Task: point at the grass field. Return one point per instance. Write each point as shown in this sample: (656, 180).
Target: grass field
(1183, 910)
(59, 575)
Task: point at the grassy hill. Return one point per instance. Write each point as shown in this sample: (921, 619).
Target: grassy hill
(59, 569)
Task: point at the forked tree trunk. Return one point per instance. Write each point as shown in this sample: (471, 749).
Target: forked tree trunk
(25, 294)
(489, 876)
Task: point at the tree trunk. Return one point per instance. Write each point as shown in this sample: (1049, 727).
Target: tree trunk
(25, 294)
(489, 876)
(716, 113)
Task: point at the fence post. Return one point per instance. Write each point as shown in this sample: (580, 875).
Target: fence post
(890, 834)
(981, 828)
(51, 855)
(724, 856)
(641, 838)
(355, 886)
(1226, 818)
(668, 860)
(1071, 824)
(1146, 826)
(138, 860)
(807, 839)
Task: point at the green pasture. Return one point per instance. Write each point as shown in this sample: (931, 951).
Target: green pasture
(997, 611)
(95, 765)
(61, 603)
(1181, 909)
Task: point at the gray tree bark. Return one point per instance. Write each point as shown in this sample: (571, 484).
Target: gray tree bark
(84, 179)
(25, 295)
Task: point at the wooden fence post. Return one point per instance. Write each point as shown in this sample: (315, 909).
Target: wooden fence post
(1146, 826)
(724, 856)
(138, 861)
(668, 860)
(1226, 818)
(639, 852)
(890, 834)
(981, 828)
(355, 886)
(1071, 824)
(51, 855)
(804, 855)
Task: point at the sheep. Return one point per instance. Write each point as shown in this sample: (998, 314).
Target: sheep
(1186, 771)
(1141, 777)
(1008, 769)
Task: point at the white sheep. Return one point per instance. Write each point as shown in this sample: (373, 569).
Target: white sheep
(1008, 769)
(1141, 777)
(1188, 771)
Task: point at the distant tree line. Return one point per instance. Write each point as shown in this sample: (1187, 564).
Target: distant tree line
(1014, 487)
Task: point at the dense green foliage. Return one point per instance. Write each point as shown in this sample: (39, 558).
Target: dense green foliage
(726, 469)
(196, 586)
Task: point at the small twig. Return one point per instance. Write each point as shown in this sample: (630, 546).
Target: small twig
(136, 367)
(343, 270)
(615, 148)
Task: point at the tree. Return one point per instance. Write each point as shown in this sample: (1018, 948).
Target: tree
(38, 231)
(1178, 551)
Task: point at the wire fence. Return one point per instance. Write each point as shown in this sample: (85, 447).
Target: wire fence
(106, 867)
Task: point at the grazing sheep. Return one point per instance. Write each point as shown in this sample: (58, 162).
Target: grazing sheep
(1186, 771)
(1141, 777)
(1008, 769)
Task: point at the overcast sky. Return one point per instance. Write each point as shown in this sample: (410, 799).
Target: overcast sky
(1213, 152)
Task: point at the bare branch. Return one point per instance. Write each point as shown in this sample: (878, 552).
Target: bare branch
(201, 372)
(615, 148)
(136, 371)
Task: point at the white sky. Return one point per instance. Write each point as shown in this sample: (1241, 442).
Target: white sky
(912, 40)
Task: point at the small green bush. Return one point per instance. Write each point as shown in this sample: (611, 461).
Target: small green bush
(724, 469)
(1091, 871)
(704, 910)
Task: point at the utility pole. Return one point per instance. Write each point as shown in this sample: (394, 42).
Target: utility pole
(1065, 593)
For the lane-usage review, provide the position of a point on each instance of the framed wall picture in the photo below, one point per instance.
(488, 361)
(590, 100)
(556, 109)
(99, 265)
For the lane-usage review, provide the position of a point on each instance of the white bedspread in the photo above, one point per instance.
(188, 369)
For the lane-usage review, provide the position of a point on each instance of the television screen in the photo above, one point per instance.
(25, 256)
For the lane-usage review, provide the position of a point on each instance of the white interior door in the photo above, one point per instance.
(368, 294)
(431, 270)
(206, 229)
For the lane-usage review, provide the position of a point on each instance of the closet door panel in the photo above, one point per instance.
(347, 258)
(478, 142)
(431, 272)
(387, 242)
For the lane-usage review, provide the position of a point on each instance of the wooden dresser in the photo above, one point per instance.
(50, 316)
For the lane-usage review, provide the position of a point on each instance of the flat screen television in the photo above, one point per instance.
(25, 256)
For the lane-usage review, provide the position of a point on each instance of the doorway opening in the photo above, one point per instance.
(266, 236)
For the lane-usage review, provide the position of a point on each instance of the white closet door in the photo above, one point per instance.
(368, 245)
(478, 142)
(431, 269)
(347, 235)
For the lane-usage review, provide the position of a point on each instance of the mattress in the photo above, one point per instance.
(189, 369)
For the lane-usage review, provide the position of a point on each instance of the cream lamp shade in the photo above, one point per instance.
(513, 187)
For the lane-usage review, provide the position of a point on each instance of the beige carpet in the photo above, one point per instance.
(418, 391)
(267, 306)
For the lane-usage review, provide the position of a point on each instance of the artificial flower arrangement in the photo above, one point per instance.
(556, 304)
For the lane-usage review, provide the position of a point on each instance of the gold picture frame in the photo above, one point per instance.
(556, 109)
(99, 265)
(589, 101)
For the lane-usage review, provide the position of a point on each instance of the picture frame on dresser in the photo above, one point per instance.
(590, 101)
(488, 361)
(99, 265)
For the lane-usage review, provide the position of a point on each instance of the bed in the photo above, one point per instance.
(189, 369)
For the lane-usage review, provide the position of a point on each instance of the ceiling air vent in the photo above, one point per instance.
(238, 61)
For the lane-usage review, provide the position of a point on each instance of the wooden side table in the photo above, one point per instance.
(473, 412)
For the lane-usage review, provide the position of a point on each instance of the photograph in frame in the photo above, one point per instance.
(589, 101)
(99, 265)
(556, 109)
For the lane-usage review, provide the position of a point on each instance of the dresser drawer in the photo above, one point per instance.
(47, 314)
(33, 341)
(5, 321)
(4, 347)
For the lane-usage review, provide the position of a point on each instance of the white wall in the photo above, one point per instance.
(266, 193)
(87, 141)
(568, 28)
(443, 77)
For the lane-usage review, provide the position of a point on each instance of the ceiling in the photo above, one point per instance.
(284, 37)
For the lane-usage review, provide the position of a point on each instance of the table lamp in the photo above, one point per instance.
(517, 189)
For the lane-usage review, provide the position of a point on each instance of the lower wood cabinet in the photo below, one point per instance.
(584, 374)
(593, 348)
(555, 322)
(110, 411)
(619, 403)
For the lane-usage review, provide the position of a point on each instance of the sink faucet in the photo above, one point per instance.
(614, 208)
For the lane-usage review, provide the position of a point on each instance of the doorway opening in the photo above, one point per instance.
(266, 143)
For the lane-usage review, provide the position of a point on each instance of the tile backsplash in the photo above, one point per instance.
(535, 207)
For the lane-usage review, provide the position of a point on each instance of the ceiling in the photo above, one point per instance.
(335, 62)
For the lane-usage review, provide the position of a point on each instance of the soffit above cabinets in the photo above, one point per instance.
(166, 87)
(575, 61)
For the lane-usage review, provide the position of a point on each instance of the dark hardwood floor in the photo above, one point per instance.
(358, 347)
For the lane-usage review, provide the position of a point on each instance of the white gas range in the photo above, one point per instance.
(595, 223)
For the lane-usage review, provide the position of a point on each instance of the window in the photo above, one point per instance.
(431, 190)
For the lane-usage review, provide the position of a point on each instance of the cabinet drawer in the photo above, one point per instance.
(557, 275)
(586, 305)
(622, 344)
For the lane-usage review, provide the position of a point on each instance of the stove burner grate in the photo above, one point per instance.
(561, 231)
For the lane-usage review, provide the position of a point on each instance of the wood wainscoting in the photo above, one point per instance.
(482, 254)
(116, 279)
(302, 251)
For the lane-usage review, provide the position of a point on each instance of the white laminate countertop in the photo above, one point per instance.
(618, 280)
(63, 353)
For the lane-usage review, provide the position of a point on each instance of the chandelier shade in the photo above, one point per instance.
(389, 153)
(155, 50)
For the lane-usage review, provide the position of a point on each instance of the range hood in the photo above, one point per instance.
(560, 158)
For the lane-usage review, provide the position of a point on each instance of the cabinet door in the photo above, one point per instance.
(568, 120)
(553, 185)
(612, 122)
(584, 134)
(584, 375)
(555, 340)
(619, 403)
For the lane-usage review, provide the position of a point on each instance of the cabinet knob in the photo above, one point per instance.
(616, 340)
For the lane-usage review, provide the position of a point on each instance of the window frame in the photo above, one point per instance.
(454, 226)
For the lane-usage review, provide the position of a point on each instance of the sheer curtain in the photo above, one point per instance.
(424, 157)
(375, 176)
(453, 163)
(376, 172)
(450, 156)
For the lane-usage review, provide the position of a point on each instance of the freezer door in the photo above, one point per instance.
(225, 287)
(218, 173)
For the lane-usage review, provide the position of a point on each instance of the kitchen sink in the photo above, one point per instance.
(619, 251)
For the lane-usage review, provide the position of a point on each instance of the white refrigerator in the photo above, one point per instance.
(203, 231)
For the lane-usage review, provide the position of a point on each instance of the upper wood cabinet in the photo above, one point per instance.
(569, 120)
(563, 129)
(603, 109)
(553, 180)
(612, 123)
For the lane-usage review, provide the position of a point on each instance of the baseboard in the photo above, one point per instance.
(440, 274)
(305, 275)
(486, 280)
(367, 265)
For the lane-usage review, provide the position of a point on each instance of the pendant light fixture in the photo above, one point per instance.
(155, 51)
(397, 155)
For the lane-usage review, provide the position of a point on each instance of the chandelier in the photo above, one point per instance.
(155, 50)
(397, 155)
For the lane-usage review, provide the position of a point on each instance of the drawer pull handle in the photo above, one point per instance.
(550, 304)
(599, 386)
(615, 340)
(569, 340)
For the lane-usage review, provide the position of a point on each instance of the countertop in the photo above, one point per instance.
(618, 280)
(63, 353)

____

### What you have to do
Quote only the lines from the line containing "the chandelier in" through the end of the entries, keeping the first and the last.

### Exercise solution
For the lane-usage review, provide the position of a point on each instance of the chandelier in the photo above, one point per instance.
(155, 50)
(397, 155)
For the lane-usage review, provide the position of a point on each instance of the drawer pull handle in the photo above, one point per instance.
(550, 304)
(599, 386)
(615, 340)
(569, 340)
For the lane-usage review, provide the position of a point on each instance of the countertop in the photo above, one point per instance.
(618, 280)
(63, 353)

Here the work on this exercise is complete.